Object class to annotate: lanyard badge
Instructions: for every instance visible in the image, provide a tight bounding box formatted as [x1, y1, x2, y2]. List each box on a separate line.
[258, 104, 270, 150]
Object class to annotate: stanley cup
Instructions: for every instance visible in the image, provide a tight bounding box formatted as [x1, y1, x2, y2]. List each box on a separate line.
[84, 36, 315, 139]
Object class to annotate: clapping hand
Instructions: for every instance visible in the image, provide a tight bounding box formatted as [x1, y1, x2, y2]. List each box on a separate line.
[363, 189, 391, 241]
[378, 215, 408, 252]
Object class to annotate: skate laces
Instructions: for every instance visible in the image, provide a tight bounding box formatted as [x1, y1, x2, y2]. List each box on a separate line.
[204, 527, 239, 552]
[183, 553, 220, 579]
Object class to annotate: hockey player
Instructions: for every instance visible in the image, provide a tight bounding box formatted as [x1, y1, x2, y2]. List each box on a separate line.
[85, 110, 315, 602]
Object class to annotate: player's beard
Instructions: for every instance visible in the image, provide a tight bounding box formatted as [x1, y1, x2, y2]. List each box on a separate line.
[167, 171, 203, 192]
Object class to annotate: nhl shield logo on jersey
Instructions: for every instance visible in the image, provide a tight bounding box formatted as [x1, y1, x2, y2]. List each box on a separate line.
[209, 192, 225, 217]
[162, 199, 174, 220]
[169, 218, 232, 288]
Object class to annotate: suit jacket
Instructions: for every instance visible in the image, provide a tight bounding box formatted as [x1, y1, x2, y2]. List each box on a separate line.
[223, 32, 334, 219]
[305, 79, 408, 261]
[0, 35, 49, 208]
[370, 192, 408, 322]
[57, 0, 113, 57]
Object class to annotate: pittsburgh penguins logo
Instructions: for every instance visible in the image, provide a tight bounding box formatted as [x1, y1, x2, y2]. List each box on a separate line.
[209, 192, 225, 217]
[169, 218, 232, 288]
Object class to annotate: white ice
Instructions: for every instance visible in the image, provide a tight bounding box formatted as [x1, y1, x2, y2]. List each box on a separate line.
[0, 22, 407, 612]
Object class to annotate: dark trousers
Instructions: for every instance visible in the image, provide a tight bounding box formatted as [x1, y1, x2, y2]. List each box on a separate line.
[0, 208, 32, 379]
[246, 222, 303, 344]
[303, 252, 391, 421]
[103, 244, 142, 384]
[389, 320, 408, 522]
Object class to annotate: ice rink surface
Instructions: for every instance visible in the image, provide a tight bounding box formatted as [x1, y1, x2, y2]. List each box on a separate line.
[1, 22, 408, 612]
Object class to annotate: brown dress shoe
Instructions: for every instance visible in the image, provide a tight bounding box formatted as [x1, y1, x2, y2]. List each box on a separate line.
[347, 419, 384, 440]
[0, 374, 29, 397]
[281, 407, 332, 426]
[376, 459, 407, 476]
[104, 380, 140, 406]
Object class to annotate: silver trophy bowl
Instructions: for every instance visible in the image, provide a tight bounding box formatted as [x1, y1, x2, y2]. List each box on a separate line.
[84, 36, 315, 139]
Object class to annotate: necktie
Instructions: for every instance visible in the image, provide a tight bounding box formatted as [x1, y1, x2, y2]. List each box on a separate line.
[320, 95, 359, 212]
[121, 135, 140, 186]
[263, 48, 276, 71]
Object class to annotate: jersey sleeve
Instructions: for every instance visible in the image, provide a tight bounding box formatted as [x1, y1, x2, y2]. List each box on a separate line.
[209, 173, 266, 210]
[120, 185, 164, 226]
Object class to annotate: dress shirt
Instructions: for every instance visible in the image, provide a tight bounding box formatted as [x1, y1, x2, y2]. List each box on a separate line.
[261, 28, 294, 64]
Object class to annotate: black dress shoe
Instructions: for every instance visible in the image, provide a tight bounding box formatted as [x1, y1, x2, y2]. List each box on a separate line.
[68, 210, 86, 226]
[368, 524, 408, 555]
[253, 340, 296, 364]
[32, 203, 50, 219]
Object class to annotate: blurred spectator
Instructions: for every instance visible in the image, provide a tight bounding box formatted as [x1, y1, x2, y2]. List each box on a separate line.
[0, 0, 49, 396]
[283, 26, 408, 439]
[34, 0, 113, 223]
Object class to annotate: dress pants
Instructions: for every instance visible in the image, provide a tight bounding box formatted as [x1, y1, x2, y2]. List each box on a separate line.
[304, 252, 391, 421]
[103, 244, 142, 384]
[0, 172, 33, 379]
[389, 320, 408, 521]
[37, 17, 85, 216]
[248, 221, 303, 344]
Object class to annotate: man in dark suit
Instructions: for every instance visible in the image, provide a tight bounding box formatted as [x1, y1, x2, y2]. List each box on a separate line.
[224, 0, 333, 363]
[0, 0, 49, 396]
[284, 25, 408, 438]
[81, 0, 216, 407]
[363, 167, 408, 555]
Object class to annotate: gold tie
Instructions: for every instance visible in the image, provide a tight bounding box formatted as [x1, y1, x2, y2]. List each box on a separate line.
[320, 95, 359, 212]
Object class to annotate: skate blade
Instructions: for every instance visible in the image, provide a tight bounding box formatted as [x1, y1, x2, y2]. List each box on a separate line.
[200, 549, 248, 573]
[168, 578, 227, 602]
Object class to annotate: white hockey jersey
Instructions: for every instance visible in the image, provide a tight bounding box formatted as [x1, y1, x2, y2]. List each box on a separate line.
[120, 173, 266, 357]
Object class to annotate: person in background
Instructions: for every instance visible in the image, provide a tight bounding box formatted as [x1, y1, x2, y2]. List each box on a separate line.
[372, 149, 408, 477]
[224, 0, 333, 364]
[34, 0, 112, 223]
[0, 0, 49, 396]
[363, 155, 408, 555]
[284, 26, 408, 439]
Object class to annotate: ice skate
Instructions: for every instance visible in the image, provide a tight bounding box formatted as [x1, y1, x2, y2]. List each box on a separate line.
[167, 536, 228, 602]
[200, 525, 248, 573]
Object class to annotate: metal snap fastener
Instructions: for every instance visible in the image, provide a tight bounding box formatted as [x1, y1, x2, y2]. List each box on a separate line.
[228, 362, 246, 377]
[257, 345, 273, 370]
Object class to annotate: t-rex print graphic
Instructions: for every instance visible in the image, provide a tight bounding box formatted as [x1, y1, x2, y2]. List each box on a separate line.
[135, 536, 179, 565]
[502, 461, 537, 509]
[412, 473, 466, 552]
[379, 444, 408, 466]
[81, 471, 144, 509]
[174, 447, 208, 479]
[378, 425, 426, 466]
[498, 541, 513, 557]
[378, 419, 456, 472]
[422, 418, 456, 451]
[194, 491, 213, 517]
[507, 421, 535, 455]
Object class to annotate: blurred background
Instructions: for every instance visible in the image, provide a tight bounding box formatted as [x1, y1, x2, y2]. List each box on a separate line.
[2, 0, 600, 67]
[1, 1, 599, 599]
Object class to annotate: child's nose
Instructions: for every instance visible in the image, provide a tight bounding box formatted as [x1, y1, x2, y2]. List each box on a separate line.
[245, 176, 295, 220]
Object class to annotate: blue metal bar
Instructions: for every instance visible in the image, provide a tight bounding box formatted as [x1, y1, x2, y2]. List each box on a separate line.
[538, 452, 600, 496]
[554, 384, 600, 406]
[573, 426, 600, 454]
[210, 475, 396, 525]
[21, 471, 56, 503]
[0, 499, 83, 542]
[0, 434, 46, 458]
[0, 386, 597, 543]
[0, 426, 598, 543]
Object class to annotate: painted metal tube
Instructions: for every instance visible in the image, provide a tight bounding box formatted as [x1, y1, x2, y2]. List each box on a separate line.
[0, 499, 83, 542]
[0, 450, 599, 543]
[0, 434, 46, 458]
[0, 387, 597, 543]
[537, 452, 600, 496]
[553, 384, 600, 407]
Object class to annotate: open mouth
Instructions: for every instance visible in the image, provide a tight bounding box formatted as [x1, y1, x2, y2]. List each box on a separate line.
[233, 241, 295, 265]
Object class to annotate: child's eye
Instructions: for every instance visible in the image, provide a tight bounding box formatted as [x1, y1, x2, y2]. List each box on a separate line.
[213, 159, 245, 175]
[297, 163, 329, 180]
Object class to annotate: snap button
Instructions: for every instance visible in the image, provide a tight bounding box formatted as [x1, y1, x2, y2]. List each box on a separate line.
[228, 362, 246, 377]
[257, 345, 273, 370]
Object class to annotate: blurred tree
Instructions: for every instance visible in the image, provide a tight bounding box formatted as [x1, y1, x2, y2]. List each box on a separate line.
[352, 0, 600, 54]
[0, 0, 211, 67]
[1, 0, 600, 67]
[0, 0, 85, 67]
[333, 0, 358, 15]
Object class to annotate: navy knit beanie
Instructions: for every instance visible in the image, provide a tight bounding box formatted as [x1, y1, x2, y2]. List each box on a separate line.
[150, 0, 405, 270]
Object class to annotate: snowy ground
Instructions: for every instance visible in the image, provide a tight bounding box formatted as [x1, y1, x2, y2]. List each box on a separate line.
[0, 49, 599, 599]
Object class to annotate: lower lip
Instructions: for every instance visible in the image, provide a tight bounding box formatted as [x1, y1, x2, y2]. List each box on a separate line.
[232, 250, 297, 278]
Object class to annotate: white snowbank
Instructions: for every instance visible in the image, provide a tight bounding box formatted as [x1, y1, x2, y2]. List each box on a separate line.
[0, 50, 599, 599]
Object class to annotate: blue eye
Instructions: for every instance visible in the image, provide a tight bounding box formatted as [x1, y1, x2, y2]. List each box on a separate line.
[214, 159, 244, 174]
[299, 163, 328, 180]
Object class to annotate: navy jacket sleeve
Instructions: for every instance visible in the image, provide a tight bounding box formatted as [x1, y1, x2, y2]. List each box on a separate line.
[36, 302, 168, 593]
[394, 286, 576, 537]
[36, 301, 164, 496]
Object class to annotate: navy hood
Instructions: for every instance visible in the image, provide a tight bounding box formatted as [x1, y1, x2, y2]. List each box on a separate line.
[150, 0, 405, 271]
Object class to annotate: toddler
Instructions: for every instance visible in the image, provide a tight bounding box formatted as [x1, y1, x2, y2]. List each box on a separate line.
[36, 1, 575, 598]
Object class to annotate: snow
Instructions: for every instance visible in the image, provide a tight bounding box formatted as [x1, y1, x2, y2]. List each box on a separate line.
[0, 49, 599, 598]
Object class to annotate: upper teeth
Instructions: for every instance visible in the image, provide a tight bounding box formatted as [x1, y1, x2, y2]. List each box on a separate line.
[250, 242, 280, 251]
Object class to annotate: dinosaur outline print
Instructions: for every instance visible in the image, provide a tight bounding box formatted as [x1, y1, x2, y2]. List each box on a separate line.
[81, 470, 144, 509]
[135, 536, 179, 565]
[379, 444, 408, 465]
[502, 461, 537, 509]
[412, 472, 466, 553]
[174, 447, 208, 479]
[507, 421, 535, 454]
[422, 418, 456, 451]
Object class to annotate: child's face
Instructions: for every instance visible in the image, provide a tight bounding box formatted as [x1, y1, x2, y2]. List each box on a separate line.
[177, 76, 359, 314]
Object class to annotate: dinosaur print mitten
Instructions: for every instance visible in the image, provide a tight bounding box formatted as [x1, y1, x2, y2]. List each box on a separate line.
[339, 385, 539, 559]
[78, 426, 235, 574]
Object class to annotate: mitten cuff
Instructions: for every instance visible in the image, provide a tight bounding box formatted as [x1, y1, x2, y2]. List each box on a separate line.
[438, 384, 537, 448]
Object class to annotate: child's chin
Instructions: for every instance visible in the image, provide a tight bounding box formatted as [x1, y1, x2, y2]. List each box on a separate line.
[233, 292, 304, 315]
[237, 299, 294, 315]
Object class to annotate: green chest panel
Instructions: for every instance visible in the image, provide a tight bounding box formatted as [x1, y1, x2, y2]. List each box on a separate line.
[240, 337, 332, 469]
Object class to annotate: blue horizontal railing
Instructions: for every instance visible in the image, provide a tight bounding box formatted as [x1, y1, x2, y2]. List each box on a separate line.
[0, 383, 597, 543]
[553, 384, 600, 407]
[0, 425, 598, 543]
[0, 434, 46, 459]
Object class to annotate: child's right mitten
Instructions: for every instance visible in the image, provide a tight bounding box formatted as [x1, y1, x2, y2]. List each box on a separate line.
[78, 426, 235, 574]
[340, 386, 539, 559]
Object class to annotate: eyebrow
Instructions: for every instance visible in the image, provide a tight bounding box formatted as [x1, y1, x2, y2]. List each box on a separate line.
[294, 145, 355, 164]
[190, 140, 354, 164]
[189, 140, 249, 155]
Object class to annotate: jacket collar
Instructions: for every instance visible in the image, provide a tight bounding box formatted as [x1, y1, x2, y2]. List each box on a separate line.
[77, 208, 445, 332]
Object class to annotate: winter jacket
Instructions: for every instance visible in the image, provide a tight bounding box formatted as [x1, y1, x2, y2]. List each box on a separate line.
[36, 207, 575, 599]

═══

■ **WORK REQUEST**
What you output must match the lines from the beginning of the material through the line with "Object class to annotate: dark trousers" exactly, both ends included.

■ **PROBLEM SOLUTION**
Object class to annotate: lanyard badge
Instructions: for every instance visible in the image, provide a tight bounding box formatted as [x1, y1, x2, y2]. List each box on a separate line.
[258, 104, 270, 150]
Object class to annotate: stanley cup
Instructions: for every instance visible in the image, provide a tight bounding box formatted as [x1, y1, x2, y2]. List each box on a separate line.
[84, 36, 315, 139]
Object class to annotate: clapping hand
Instructions: for every instance visible in the image, provide a tight bounding box formatted as [x1, y1, x2, y2]. List each box on a separate line.
[363, 189, 391, 241]
[378, 215, 408, 252]
Object class to annotate: skate laces
Instructions: for every instance visible in the image, provide a tight bounding box formatted as [x1, y1, x2, y2]. List each box on a separate line.
[204, 527, 239, 552]
[183, 553, 220, 579]
Object class to annotate: hockey player
Instructions: for every instance visible in the image, provide a tight bounding box formatted as [x1, y1, x2, y2]. List each box on a separate line.
[85, 110, 315, 602]
Object class to annotate: player's beard
Instructions: for every instance visible in the image, provide a tight bounding box formatted as [x1, y1, x2, y2]. List each box on a separate line.
[167, 171, 203, 192]
Object class to annotate: nhl shield logo on jersey
Instructions: for every instance visible in the image, provide a tight bounding box formatted as [x1, y1, x2, y2]. List each box on a separate line.
[209, 192, 225, 217]
[162, 199, 174, 220]
[169, 218, 232, 288]
Object class to annotate: suit jacket
Instructions: for every instance visible in the image, provide a tight bounding box formatted as [x1, y1, x2, y2]. List each box on a separate line.
[223, 32, 334, 219]
[305, 79, 408, 261]
[0, 35, 49, 208]
[370, 192, 408, 322]
[57, 0, 113, 57]
Object class to annotate: pittsburgh penguins logo
Instructions: for every instance visible in the image, provide a tight bounding box formatted as [x1, y1, x2, y2]. List each box on a separate line.
[209, 192, 225, 217]
[169, 218, 232, 288]
Object class to annotate: white ice
Instructions: for every instance visible in the image, provide a tight bounding box formatted as [x1, y1, x2, y2]. List each box on a separate line.
[0, 22, 407, 612]
Object class to annotate: dark trousers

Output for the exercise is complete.